**Goal of the exercise**
Print verbatim every line starting at the one that contains "the insect antenna" and ending at the final line of the records; include both endpoints.

**Records for the exercise**
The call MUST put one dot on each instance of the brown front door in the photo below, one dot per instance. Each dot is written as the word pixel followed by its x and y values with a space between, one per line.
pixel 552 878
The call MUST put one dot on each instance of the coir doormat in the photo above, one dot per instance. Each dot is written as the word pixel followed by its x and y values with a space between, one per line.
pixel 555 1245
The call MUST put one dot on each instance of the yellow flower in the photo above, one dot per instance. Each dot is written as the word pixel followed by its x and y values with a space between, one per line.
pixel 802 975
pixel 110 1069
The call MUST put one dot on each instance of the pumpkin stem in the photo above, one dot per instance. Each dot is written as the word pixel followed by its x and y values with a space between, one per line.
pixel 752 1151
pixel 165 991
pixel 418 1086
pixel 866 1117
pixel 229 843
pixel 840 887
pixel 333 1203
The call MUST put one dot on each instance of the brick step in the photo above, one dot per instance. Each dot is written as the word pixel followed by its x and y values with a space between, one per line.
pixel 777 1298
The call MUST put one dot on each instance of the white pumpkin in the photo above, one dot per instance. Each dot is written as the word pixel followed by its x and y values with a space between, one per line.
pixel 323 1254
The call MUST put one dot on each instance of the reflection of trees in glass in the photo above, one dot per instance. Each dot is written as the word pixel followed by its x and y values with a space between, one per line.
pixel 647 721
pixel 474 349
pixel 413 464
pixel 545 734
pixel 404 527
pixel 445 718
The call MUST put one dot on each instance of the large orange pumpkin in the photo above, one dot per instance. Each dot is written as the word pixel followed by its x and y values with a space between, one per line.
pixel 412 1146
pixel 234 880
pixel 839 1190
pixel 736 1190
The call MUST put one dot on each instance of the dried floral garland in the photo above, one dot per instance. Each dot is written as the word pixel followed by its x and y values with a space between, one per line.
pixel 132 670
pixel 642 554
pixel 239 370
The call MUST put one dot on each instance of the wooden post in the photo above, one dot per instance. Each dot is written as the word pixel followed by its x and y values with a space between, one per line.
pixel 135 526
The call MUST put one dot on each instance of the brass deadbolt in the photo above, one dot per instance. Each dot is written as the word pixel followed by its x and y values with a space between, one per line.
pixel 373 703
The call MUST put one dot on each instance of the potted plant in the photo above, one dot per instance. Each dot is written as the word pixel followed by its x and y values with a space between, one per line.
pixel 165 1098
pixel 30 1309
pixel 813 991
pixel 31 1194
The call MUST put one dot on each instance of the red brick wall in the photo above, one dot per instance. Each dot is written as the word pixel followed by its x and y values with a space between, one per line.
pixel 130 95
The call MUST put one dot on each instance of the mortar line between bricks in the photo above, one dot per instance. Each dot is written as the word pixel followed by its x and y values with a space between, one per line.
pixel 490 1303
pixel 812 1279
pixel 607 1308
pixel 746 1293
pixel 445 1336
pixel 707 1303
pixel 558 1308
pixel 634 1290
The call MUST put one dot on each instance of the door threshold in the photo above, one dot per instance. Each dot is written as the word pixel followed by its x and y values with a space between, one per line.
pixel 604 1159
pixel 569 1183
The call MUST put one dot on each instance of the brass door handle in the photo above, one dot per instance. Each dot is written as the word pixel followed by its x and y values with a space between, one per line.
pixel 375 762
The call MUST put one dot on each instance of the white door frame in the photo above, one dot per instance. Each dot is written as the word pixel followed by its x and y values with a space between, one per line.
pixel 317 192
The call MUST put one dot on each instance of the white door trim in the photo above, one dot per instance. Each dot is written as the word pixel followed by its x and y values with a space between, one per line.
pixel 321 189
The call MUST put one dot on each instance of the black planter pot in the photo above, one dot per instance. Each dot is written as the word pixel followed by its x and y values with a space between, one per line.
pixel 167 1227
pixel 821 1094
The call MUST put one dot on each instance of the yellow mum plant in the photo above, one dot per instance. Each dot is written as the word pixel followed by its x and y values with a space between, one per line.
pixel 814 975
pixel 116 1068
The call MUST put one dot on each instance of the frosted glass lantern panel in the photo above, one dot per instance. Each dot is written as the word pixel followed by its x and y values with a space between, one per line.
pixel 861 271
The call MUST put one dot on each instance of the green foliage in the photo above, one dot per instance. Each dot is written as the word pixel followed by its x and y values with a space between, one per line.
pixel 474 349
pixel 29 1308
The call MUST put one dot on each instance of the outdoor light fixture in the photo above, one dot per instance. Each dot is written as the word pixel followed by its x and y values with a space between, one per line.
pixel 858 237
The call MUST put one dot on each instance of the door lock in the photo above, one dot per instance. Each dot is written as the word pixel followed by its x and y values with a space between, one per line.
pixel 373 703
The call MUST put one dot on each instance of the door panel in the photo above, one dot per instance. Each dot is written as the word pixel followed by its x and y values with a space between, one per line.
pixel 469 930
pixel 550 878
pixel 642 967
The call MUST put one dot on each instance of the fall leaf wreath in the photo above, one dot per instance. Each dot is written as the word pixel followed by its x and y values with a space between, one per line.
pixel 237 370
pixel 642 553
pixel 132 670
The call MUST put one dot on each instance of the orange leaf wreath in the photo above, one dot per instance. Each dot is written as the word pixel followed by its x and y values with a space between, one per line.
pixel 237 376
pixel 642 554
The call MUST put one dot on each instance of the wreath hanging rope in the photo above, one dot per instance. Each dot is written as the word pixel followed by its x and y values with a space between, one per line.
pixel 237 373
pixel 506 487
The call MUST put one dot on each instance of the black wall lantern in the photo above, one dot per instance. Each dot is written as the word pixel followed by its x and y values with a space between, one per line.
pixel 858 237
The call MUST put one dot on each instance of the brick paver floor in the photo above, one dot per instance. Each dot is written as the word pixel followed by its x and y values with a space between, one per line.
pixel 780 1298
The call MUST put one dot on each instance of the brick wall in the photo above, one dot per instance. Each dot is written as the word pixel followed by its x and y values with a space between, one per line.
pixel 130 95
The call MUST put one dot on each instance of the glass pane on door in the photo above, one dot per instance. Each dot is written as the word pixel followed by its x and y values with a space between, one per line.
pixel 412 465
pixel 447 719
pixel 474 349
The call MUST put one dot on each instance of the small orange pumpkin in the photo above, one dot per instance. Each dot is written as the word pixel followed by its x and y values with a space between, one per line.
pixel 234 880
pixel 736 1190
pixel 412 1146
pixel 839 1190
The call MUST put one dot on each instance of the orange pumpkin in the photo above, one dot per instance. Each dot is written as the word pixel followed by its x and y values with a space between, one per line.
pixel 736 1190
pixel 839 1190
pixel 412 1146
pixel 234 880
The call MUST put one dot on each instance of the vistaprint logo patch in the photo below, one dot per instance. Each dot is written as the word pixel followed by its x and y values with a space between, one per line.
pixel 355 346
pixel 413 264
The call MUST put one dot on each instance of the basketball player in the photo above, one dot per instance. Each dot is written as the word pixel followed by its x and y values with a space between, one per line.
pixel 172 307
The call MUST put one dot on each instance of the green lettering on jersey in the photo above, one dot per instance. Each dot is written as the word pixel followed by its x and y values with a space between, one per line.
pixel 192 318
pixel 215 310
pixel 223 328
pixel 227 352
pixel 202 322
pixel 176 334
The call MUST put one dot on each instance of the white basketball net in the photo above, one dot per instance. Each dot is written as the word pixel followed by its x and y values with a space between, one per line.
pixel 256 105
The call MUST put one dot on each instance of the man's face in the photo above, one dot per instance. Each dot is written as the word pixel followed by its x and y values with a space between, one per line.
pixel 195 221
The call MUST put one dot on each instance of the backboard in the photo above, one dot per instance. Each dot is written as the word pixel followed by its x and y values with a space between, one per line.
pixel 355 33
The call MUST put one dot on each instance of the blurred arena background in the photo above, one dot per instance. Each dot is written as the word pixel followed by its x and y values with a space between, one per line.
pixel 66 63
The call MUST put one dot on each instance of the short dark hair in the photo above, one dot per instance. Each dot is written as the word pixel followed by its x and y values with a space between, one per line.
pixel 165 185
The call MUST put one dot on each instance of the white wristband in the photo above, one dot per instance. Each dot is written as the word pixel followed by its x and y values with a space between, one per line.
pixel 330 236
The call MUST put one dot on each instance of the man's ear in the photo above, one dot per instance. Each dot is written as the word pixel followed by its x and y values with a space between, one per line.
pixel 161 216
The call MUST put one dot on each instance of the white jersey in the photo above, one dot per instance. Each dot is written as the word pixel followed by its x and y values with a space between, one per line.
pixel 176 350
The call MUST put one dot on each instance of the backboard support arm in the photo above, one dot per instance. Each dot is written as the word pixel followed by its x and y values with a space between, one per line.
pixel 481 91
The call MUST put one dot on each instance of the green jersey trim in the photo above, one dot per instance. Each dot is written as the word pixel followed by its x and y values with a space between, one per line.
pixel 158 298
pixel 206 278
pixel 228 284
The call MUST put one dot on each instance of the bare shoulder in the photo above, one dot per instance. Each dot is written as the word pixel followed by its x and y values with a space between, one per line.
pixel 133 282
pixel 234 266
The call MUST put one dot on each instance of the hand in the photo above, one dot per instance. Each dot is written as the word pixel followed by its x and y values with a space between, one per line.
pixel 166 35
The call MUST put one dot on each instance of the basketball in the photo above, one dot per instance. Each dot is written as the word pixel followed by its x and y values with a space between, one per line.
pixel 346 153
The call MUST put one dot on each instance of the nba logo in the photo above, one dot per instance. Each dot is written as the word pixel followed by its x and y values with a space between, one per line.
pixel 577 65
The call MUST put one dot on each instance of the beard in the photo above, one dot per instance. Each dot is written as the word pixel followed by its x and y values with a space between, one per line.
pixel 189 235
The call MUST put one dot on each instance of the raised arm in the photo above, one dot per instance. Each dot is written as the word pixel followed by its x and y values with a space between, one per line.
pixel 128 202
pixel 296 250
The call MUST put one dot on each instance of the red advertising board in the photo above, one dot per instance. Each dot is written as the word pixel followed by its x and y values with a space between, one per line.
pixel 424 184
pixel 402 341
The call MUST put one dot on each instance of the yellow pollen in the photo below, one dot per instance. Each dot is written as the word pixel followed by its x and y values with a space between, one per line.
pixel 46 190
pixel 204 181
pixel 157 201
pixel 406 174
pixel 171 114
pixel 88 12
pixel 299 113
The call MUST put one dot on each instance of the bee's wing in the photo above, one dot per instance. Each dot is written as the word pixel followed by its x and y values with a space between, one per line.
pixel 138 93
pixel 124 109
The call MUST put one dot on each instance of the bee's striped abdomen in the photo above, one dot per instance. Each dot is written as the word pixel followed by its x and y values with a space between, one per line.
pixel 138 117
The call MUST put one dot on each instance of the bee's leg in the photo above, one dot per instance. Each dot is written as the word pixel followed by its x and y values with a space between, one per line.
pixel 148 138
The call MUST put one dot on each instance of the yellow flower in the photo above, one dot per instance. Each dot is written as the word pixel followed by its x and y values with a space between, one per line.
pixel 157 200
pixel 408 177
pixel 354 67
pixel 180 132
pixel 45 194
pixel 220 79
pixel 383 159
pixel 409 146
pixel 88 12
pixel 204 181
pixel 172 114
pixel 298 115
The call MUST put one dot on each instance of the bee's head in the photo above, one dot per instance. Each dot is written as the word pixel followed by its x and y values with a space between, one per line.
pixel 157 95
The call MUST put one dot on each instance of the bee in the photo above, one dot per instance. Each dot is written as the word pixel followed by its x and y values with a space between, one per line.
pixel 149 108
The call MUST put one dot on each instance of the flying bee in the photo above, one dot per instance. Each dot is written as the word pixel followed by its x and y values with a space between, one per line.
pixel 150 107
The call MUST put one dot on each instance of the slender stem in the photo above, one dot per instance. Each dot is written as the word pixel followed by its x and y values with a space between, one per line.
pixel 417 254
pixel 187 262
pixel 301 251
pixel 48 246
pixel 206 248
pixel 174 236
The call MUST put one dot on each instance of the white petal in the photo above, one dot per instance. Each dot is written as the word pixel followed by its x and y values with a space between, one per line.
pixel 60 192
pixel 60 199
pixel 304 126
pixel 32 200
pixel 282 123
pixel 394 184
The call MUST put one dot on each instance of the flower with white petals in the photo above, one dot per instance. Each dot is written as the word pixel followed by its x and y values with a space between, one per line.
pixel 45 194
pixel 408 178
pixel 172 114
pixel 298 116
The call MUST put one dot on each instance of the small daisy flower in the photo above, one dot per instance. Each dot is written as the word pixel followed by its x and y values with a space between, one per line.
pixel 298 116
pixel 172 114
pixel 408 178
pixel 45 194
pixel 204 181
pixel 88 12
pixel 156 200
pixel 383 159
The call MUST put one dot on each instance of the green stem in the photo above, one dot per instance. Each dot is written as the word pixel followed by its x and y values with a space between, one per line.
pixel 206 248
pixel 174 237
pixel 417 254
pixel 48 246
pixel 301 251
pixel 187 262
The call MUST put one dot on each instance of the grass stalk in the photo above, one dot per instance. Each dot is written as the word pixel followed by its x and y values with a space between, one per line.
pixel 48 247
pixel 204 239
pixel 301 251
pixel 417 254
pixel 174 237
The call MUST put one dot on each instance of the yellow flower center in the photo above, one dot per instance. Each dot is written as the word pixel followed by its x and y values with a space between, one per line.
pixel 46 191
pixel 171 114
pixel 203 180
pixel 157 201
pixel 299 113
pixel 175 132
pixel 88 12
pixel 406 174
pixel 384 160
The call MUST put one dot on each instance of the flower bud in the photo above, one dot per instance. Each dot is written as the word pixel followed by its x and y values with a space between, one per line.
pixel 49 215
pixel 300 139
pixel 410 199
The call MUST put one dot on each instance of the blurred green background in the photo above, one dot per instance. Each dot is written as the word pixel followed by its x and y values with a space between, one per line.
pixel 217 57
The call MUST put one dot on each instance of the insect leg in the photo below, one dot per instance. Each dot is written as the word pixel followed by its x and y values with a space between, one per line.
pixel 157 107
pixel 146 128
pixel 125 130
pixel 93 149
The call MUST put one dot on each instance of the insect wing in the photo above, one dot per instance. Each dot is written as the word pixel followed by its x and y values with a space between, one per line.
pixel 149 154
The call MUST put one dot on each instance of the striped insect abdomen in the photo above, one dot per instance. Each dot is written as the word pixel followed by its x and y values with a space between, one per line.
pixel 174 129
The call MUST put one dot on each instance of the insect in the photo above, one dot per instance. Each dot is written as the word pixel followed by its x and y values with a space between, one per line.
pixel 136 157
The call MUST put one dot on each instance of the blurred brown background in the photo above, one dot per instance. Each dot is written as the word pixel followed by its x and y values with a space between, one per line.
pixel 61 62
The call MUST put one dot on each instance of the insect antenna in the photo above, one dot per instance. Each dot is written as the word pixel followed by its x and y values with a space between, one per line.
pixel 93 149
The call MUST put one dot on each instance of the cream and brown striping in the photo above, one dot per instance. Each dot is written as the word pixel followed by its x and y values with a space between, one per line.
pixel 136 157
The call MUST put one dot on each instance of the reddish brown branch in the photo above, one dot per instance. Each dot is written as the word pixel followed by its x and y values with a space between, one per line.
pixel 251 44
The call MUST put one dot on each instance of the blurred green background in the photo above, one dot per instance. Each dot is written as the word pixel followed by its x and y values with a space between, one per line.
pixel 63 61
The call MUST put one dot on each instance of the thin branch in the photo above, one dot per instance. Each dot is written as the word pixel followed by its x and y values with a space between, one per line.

**Result of the exercise**
The call MUST put one dot on each instance of the insect antenna in the photo above, one dot per instance. Each dot is written as the word pixel followed by its x and y values with a space between, one per line.
pixel 93 149
The call MUST put one dot on each instance of the cream and brown striping in the photo above, one dot per instance. Each dot is written as the word pixel followed by its x and y values with a space between, one per line.
pixel 136 157
The call MUST put one dot on each instance of the reddish brown branch in the photo above, one dot per instance. Each dot is written as the word pixel followed by its x and y values with a space between, one per line.
pixel 251 44
The call MUST put one dot on each instance of the blurred green background in the photo above, one dot per instance. Each dot is written as the word pixel followed by its x and y values with a space between, one per line.
pixel 63 61
The call MUST put one dot on each instance of the thin branch in the photo above, one dot per instance. Each dot is written as the word pixel followed by its x and y values with a space between, one per line.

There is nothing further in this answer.